>>

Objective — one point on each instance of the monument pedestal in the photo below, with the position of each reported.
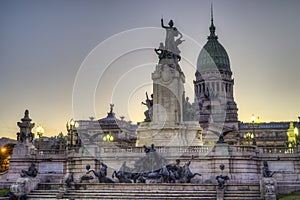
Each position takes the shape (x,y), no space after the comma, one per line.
(185,134)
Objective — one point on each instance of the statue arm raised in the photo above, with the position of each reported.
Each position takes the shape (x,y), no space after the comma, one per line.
(162,23)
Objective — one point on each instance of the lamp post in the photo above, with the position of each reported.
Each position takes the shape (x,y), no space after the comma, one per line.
(72,133)
(61,138)
(253,121)
(40,132)
(108,138)
(249,137)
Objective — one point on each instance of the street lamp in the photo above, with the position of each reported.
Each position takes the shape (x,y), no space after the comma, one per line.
(108,138)
(3,150)
(253,121)
(61,139)
(40,132)
(73,137)
(296,132)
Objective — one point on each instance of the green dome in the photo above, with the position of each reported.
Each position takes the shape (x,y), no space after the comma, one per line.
(213,54)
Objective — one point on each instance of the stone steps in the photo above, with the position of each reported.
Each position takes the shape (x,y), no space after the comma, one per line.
(238,195)
(123,194)
(146,191)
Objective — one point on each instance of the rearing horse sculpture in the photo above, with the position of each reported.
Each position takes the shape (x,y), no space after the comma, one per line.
(187,174)
(101,175)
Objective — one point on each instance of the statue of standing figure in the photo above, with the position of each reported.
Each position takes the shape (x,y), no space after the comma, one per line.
(149,104)
(171,44)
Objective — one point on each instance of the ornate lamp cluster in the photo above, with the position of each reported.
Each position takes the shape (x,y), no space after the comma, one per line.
(73,137)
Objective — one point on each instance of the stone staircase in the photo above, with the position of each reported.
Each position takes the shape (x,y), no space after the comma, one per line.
(145,191)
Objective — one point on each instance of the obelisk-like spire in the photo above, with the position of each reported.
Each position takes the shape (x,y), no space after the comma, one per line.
(212,27)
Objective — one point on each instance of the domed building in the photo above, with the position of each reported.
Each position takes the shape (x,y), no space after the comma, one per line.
(214,85)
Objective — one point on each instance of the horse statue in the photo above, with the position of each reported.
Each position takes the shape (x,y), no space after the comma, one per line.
(167,176)
(101,175)
(187,175)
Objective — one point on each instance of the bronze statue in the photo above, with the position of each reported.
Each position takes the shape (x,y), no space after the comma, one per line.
(171,32)
(31,172)
(101,175)
(149,104)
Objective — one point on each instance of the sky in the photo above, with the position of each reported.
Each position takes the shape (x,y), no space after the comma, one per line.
(64,59)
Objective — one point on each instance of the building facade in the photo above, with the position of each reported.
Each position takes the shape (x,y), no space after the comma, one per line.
(214,85)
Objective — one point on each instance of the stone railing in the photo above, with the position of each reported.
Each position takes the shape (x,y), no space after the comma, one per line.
(279,150)
(162,150)
(243,150)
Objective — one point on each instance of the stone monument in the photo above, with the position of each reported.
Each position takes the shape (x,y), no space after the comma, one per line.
(24,151)
(164,124)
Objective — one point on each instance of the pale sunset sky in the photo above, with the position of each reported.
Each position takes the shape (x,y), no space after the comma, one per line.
(64,59)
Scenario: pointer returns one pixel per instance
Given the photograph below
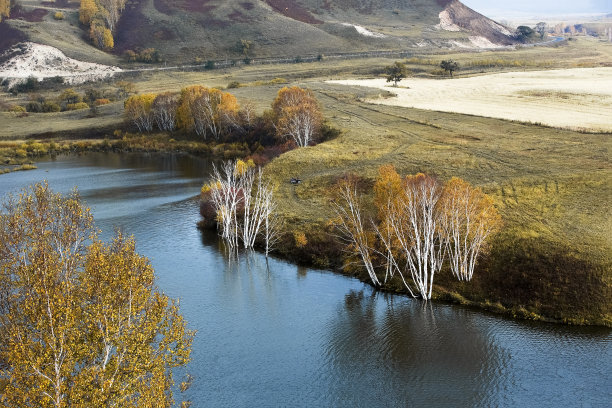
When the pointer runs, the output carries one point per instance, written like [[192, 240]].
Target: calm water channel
[[281, 335]]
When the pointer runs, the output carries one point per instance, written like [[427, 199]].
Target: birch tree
[[5, 8], [207, 111], [469, 218], [244, 205], [297, 115], [164, 111], [226, 197], [139, 110], [81, 325], [352, 226]]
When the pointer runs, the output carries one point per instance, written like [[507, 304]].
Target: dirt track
[[571, 98]]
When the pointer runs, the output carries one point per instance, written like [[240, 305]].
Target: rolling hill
[[186, 29]]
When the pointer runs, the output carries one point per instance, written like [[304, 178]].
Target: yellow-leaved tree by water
[[81, 322], [5, 8]]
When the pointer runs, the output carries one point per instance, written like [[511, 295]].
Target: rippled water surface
[[280, 335]]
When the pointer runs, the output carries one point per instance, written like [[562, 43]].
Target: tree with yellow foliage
[[101, 36], [388, 192], [297, 115], [87, 11], [469, 219], [81, 325], [139, 110], [420, 221], [207, 111], [5, 8]]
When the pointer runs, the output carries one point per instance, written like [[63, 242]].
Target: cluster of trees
[[240, 202], [68, 100], [297, 115], [213, 114], [101, 16], [420, 223], [81, 322], [148, 55]]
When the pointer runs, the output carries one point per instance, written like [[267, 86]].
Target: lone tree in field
[[81, 322], [449, 66], [541, 28], [396, 72], [524, 34]]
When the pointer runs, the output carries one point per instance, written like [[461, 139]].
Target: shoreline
[[320, 251]]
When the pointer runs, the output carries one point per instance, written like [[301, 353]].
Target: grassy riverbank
[[552, 261], [553, 258]]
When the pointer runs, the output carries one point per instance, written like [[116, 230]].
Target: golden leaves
[[81, 324]]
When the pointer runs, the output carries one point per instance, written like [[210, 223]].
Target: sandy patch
[[446, 22], [364, 31], [585, 102], [42, 61], [481, 42]]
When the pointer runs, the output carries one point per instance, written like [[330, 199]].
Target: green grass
[[551, 186]]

<<

# [Work to complete]
Output all of the data above again, line for line and unchanged, but leave out the pictures.

# [Exercise output]
Objective — one point on each instance of the monument pedestal in the photo below, with the position of each reported.
Each position takes the shape (x,y), no space after the comma, one per line.
(185,134)
Objective — one point on each instance of the statue arm raised in the photo above, with the position of each reported.
Each position takes the shape (x,y), no space after the comma, one per line.
(162,23)
Objective — one point on each instance of the lamp post in the photo above, with the position of each reported.
Each position takes the shape (x,y), no space after the comma, one per line.
(72,133)
(61,138)
(253,121)
(40,132)
(108,138)
(249,137)
Objective — one point on each instance of the street lamp in the photo above, with the position of each reported.
Each position takes the shape (x,y), no space after the comma, one per line.
(108,138)
(3,150)
(253,121)
(61,139)
(40,132)
(73,137)
(296,132)
Objective — one point on each instance of the green dome in the photo above, with the position of each reported.
Each position takes the shape (x,y), no space after the comma, one per line.
(213,54)
Objective — one point on each instance of the stone steps in the photo above, with the position of each reported.
Each position takes the shape (x,y), no space after the comma, one per line.
(238,195)
(123,194)
(146,191)
Objective — one point on each instance of the rearing horse sculpture in the photo above, with the position of each reported.
Each position takes the shape (x,y), no space after the comma, one per line.
(187,174)
(101,175)
Objective — one point on each instance of the statue of standing figure in the photo above, with the position of each reported.
Each position takes the shape (x,y), no space after the comma, one per line.
(149,104)
(171,44)
Objective — one point on each instance of the ornate lamp cluster in the photo above, with the position of each reported.
Each position takes the shape (x,y), no space after the comma, one per line.
(73,137)
Objective — one point on each instance of the stone staircase in the photo above, with the position of each reported.
Each position takes the shape (x,y), no space after the comma, one per line.
(145,191)
Objective — one point on each instance of the obelisk-like spire in the photo above, with the position of each reported.
Each position takes the shape (x,y), no space after the comma, one per line.
(212,27)
Objective — one point on each instance of the domed building in the photo above, with the position of each reported.
Each position takes the shape (x,y), no space after the comma, one per line.
(214,85)
Objective — one point on each instance of the horse statue in the photo above, with the position of each reported.
Each position takes the shape (x,y), no space after the comma, one per line.
(167,176)
(101,175)
(187,175)
Objective — one point on each instance of the bronze statue in the photo above, with the position of each reported.
Each position takes the shape (x,y), no space after the comma, one per line.
(171,32)
(31,172)
(101,175)
(149,104)
Objective — one point on each instance of the sky in the photo above, with the position of each reported.
Each position takes the shape (x,y), no space after the comma, one per line.
(64,59)
Objective — one point on each instance of the building facade in the photo above, with the position of each reported.
Each position takes the shape (x,y), no space after the comma, one per line.
(214,85)
Objective — one point on each instance of the stone railing in the photo above, with the position of each reported.
Each position takes the shape (x,y), no space after the comma, one per line.
(279,150)
(162,150)
(243,150)
Objective — one point on each instance of the stone monument in the photo above, with the position of each reported.
Each position takes the shape (x,y), no space after the comma, one per line.
(24,151)
(164,124)
Objective — one point on each instance of the pale sunset sky in the photo above, with the position of each reported.
Each position takes the shape (x,y), no space after the comma, one per line.
(64,59)
Scenario: pointer returns one pixel per instance
Given the photograph below
When the pointer runs, the output carries one point per instance, written like [[192, 240]].
Target: calm water channel
[[281, 335]]
When the pointer runs, the output carries one point per instance, written like [[427, 199]].
Target: birch tree
[[5, 8], [207, 111], [469, 218], [244, 205], [297, 115], [164, 111], [226, 197], [139, 110], [81, 325], [352, 226]]
When the pointer runs, the output carries one point per instance, written like [[507, 304]].
Target: dirt track
[[571, 98]]
When the pointer runs, the output carries one point per instance, written like [[240, 305]].
Target: rolling hill
[[186, 29]]
When the pointer runs, the output carries one point per instance, written like [[304, 178]].
Target: yellow-leaved tree by water
[[81, 322], [5, 8]]
When the pointer runs, the output carries one point per instance, written like [[511, 295]].
Target: rippled water surface
[[280, 335]]
When the pointer runs, the output carries one point per instance, written like [[562, 43]].
Target: tree with yellow foliage
[[101, 36], [388, 192], [297, 115], [87, 11], [469, 219], [81, 325], [139, 110], [420, 221], [207, 111], [5, 8]]
When the pointer runs, the output carries one point per instance, written like [[63, 242]].
Target: cluster of trees
[[240, 202], [68, 100], [297, 115], [213, 114], [101, 16], [420, 223], [81, 322], [148, 55]]
When the pointer runs, the output carries one point per instance, written like [[267, 86]].
Target: lone tree in field
[[81, 322], [449, 66], [541, 28], [396, 72], [524, 34]]
When the pointer runs, the output carries one point per instance, written like [[461, 139]].
Target: shoreline
[[320, 251]]
When the pointer runs, the output carries one point per instance, written like [[301, 353]].
Target: grassy riverbank
[[552, 261], [553, 258]]
When the pointer runs, the output carries one point per instance, written like [[116, 230]].
Target: golden leaves
[[81, 324]]
When the pointer runs, the output carries one point per instance, written like [[210, 223]].
Target: sandy patch
[[446, 22], [364, 31], [585, 102], [42, 61], [481, 42]]
When the pointer runs, the output carries one point per instance, written like [[330, 199]].
Target: green grass
[[551, 186]]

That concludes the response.